*Records of labeled boxes*:
-- BEGIN --

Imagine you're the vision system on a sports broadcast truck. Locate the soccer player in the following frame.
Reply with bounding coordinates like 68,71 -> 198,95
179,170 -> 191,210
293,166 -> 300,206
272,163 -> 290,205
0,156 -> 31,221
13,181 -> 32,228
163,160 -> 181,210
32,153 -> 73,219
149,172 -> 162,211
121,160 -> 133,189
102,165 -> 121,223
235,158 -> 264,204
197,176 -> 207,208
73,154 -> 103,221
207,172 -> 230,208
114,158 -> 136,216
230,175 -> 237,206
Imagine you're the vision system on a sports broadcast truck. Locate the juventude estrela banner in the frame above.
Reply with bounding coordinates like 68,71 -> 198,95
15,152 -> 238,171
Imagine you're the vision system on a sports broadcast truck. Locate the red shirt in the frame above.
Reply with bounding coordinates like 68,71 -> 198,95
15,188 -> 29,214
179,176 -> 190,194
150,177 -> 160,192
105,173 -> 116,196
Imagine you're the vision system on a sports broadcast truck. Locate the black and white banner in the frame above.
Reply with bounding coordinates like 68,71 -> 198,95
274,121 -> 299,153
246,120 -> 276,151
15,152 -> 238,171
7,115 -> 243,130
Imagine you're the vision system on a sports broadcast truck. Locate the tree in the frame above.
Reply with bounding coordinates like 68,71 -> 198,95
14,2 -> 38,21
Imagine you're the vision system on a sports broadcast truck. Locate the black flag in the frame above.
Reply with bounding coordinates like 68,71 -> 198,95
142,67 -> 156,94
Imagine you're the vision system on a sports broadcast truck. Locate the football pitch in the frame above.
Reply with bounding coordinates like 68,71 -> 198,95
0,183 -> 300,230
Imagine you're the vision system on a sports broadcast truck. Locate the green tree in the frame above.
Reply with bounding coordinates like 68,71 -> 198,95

-- END --

*Exercise directions*: Copy every line of the material from its start through the line containing "121,160 -> 133,189". Multiply each coordinate of the labeled boxes by 1.3 and round to whole numbers, with halves rounded up, but leave the sample coordinates in the reply format unchanged.

*Answer to this problem*:
Imagine you're the vision system on a sports broadcast truck. Locate the soccer player in the following frame.
Reply with bounding coordinates like 68,71 -> 198,95
233,221 -> 248,273
381,216 -> 390,268
354,212 -> 377,267
0,203 -> 40,287
17,235 -> 42,296
212,208 -> 235,273
42,199 -> 95,285
194,224 -> 211,274
157,208 -> 173,246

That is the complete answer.